**REQUIRED TASK A**
Return the discussion of Southwark council and local traffic below, reproducing every word and line break.

## start PAGE EXTRACT

I guess a consultation not being a referendum can cut both ways.

Indeed and it is council indifference to majority opinion and experience that ought to be of concern to many of us. I agree with you LA that this/ our council is so desperate to increase revenue that it may have overstepped its legal powers in choosing punishment of car ownership as the mechanism by which to make up financial shortfall. 

Just walking from Forest Hill station, along South Circular / LL: traffic stationary and not moving at all - the usual and so much worst since so-called ltn was introduced in Dulwich. I wonder what cllr leeming have to say - you live on a main road so you die ten years earlier because of air pollution? How is southwark council proposing to address this?

Actually I’m not 100% convinced that Southwark are doing this as a revenue raising exercise - perhaps that’s naive of me. If they are, it’s going to be likely to be difficult to prove, as I doubt they’ve documented that intent anywhere. If raising lots of revenue is an unintended/ ancillary consequence of a policy that they’ve put in place for proper purposes then I guess they’d be on the right side of the law.

## end PAGE EXTRACT

**REQUIRED TASK B**
From the records below, return each line that contains the string "braid". The match is case-sensitive.

## start EXTRACTED MATERIAL

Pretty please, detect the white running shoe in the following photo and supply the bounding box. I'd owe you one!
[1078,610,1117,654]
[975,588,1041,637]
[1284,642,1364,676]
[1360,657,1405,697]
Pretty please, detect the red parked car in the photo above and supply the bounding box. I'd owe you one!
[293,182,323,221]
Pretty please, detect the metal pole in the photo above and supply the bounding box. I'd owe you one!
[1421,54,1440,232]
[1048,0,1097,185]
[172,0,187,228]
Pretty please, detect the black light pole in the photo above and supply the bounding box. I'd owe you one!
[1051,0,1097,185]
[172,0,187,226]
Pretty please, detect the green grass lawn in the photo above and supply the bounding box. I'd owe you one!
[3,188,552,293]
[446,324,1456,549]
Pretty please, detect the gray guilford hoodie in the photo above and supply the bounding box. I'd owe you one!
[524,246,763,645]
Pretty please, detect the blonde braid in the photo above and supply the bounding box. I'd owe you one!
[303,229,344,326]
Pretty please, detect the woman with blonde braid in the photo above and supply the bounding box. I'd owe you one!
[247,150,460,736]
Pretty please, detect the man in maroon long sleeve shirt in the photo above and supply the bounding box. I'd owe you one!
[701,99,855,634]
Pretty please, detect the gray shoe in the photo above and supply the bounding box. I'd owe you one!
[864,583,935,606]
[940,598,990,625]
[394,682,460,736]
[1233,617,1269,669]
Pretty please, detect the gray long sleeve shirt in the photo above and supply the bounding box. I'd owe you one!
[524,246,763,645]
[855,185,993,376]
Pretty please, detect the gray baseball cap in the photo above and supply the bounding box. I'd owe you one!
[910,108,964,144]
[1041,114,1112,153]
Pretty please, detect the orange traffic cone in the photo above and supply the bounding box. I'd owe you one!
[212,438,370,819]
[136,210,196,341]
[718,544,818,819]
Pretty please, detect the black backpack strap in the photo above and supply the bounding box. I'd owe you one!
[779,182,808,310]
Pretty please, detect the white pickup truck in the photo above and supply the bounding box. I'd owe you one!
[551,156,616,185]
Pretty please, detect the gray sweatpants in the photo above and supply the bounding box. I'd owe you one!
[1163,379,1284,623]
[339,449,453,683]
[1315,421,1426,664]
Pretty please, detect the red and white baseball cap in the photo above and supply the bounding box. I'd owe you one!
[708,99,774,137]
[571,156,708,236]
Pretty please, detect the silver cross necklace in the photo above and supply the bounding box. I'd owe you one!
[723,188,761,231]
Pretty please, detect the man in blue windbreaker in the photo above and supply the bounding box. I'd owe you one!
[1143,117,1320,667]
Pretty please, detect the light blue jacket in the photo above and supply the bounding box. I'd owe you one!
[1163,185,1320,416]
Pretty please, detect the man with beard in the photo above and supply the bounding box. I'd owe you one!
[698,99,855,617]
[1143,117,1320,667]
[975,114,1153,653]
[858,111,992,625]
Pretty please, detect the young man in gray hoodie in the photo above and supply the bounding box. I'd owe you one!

## end EXTRACTED MATERIAL

**SOLUTION A**
I guess a consultation not being a referendum can cut both ways.

Indeed and it is council indifference to majority opinion and experience that ought to be of concern to many of us. I agree with you LA that this/ our council is so desperate to increase revenue that it may have overstepped its legal powers in choosing punishment of car ownership as the mechanism by which to make up financial shortfall. 

Just walking from Forest Hill station, along South Circular / LL: traffic stationary and not moving at all - the usual and so much worst since so-called ltn was introduced in Dulwich. I wonder what cllr leeming have to say - you live on a main road so you die ten years earlier because of air pollution? How is southwark council proposing to address this?

Actually I’m not 100% convinced that Southwark are doing this as a revenue raising exercise - perhaps that’s naive of me. If they are, it’s going to be likely to be difficult to prove, as I doubt they’ve documented that intent anywhere. If raising lots of revenue is an unintended/ ancillary consequence of a policy that they’ve put in place for proper purposes then I guess they’d be on the right side of the law.

**SOLUTION B**
Pretty please, detect the blonde braid in the photo above and supply the bounding box. I'd owe you one!
Pretty please, detect the woman with blonde braid in the photo above and supply the bounding box. I'd owe you one!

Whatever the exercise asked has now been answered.